------ Texto do documento ------
Centralizando as lentes na notícia, são quatro os elementos que usualmente

compõem a sua estrutura: (i) título, (ii) título auxiliar, (iii) lide e (iv) corpo da notícia.

Não obrigatório, o título auxiliar visa complementar o título principal, acrescentando

algumas informações e o enfoque da notícia. O lide é o elemento, disposto no primeiro

ou nos dois primeiros parágrafos, que objetiva a dar as instruções essenciais e a guiar –

lead, em inglês – o leitor no processo de leitura da notícia. Para tanto, costuma trazer

respostas às seguintes perguntas: “O quê?”, “Quem?”, “Quando?”, “Onde?”, “Como?”,

“Por quê?”. Já o corpo da notícia traz o detalhamento dos fatos expostos no lide e

informações extras.

A manchete jornalística, elemento que particularmente interessa à presente

abordagem, é tradicionalmente referida como o título disposto na primeira página de

jornal ou revista concernente à mais relevante entre as notícias inclusas na edição.

Entretanto, é possível que a palavra seja utilizada em sentido amplo, designando,

genericamente, o título de qualquer notícia.
------ Dados fornecidos ------
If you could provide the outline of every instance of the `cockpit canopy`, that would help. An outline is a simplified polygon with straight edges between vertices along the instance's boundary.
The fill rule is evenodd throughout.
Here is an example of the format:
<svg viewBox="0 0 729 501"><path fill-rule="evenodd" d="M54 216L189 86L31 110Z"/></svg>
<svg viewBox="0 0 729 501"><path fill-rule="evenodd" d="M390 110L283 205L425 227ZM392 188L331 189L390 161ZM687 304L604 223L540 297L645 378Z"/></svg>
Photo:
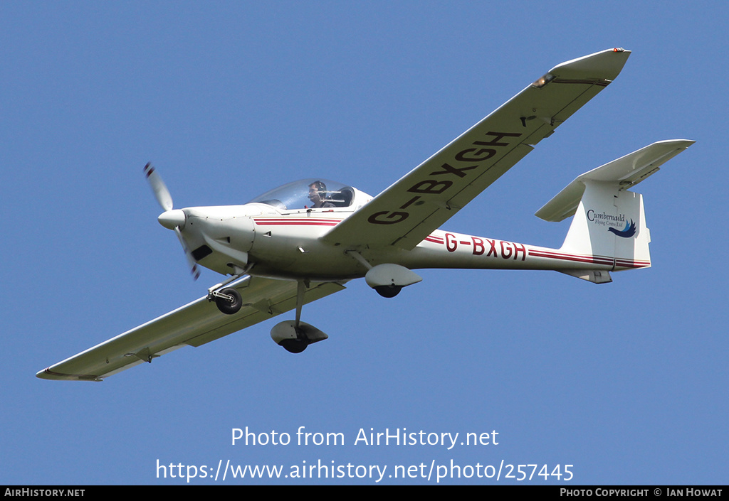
------
[Exercício breve] Transcreva na íntegra o texto sobre a estrutura da notícia, sem alterar nada. As linhas acima não são necessárias para esta atividade.

[Resolução do exercício]
Centralizando as lentes na notícia, são quatro os elementos que usualmente

compõem a sua estrutura: (i) título, (ii) título auxiliar, (iii) lide e (iv) corpo da notícia.

Não obrigatório, o título auxiliar visa complementar o título principal, acrescentando

algumas informações e o enfoque da notícia. O lide é o elemento, disposto no primeiro

ou nos dois primeiros parágrafos, que objetiva a dar as instruções essenciais e a guiar –

lead, em inglês – o leitor no processo de leitura da notícia. Para tanto, costuma trazer

respostas às seguintes perguntas: “O quê?”, “Quem?”, “Quando?”, “Onde?”, “Como?”,

“Por quê?”. Já o corpo da notícia traz o detalhamento dos fatos expostos no lide e

informações extras.

A manchete jornalística, elemento que particularmente interessa à presente

abordagem, é tradicionalmente referida como o título disposto na primeira página de

jornal ou revista concernente à mais relevante entre as notícias inclusas na edição.

Entretanto, é possível que a palavra seja utilizada em sentido amplo, designando,

genericamente, o título de qualquer notícia.